Work to be completed: Write every entry out again exactly, please, and skip the pictures.

Data for processing:
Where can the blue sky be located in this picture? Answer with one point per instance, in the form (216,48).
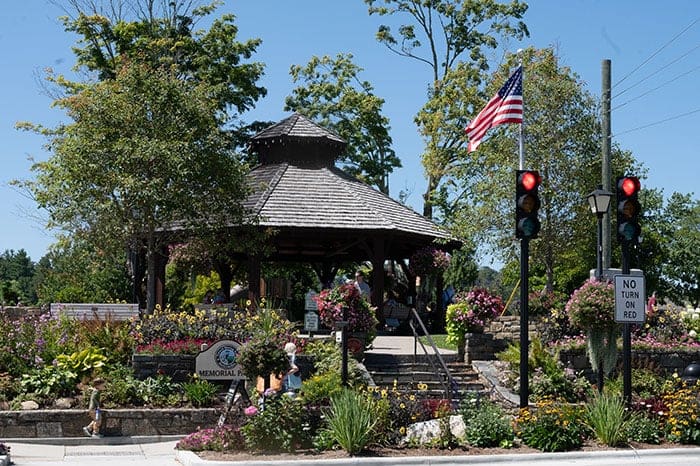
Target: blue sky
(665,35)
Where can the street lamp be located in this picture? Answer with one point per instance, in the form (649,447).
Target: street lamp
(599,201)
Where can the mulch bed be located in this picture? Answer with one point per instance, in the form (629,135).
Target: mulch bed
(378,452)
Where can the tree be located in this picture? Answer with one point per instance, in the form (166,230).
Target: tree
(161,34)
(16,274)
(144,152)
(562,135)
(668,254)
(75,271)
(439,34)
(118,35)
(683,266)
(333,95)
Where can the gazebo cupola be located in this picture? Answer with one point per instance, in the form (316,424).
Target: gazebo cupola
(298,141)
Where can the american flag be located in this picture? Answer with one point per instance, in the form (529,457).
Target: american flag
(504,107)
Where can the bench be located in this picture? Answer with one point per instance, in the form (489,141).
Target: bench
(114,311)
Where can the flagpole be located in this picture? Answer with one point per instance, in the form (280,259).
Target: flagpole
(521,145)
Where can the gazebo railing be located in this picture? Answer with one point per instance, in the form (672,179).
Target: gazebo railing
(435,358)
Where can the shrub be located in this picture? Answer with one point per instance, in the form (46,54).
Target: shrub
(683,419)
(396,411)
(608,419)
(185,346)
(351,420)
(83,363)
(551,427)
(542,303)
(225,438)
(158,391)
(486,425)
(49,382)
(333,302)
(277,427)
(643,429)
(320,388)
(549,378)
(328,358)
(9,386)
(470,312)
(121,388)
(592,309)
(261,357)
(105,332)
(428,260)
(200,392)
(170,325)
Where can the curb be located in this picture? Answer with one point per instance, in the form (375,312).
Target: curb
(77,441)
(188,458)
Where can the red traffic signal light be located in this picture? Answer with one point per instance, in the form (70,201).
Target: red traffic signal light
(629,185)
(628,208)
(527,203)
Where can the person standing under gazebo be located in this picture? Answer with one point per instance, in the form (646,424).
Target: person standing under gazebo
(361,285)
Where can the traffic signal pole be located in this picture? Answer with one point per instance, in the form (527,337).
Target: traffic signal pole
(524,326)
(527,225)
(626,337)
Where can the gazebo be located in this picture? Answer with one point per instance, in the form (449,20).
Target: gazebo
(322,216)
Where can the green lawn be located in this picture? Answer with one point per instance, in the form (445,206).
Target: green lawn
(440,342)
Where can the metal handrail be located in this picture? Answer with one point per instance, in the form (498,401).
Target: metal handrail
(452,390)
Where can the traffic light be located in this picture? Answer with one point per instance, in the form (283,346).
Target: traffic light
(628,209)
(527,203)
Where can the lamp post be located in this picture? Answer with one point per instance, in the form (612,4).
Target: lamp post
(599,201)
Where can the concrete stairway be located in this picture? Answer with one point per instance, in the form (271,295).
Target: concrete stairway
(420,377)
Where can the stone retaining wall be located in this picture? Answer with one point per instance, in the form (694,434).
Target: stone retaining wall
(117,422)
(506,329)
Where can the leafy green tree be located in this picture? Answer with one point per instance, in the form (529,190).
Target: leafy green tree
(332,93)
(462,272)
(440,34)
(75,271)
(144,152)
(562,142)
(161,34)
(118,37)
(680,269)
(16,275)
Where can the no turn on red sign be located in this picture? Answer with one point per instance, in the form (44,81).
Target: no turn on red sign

Solution below:
Where can the blue sky be located in this picture? Answer with one point per instance, in the form (216,48).
Target: blue sky
(665,35)
Where can the street lamp be located in this picture? Answer with one point per instance, in the form (649,447).
Target: street lamp
(599,201)
Where can the mulch bed be located in this picture? Answer with one point per instance, in the form (629,135).
Target: mulch bed
(378,452)
Where can the tree be located in this picture? Answer with one point per instance, in the form (166,230).
Target: tree
(161,34)
(16,274)
(144,152)
(562,135)
(668,254)
(75,271)
(439,34)
(118,35)
(683,266)
(333,95)
Where can the gazebo cupola be located in this picture? Answer with one point per instance, in the form (316,424).
Target: gazebo cupola
(298,141)
Where can the american flag be located in this picture? Answer with one point per instance, in the form (529,457).
Target: american flag
(504,107)
Where can the bench be located in this picture? Answer with one point per instance, in the form (489,141).
Target: bench
(114,311)
Where can the flagpole be located in this picture? Answer with one point per instance, in the form (280,259).
Target: flagpole
(521,145)
Where can the gazebo railing be located in this picture? Answer with one point per instance, in the form (672,179).
Target: gazebo railing
(435,358)
Where can the shrub be located in this picture? Answer with one point per instance, in the form (46,54).
Target: shrub
(683,419)
(396,411)
(608,419)
(185,346)
(351,420)
(83,363)
(551,427)
(542,303)
(225,438)
(158,391)
(486,425)
(49,382)
(333,302)
(277,427)
(643,429)
(320,388)
(549,378)
(328,358)
(9,386)
(470,312)
(121,388)
(592,309)
(261,357)
(105,332)
(428,260)
(200,392)
(170,325)
Where can the curb be located in this picture? Answer with one point per instance, in the form (375,312).
Target: curb
(77,441)
(188,458)
Where can the red traffic signal light be located in this picture? Answer with one point per instance, in the form (70,201).
Target: red traffic signal light
(629,185)
(628,208)
(527,203)
Where can the person standing under gazebo be located in this picture? Answer with one point per instance, in the form (646,424).
Target: person standing under gazebo
(361,285)
Where can the traffic signal pole be located in this picture? Answer with one point per instance, in the form (527,337).
Target: traffic signal pole
(524,326)
(527,225)
(626,337)
Where can the gazebo be located in this picture? Answer with one point per instance, in the form (449,20).
Target: gazebo
(322,216)
Where can the green lawn be located in this picture? Answer with one point per instance, in the form (445,206).
Target: green lawn
(440,342)
Where can the metal handrail be located in this picture? Answer with one point per instance, in the form (498,401).
Target: metal handrail
(452,390)
Where can the traffic light be located in this picture? Answer with one point per instance, in the form (283,346).
Target: traffic light
(628,209)
(527,203)
Where can the lamp post be located in this picture? Answer with one point per instance, in the form (612,4).
Target: lamp post
(599,201)
Where can the concrete stairway be located in this picture? Answer with one point per instance, in the form (271,295).
Target: concrete stairway
(420,377)
Where can the stone retaining wall be located in this picture? Answer with one point per instance, in the form (694,434).
Target: stone retaining wall
(117,422)
(506,329)
Where can the leafy green tree be located in this picture? Answer with one point per instance, in the form (529,190).
Target: leafy green tree
(332,93)
(462,272)
(440,34)
(75,271)
(144,152)
(562,142)
(161,34)
(118,37)
(680,269)
(16,275)
Where can the no turn on red sign be located in this picture? Answer with one point per instance, in the form (44,81).
Target: no turn on red sign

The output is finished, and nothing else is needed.